#### Problem to solve
Arrange the items below as a numbered list, omitting any blank lines.

#### Material supplied
↓↓↓
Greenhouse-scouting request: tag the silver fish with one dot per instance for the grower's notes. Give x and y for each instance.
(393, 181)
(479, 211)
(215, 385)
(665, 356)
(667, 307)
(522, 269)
↑↑↑
#### Finished answer
1. Greenhouse-scouting request: tag the silver fish with one dot per instance for the grower's notes. Give x and y for each instance.
2. (393, 181)
3. (479, 211)
4. (215, 385)
5. (665, 356)
6. (667, 307)
7. (522, 269)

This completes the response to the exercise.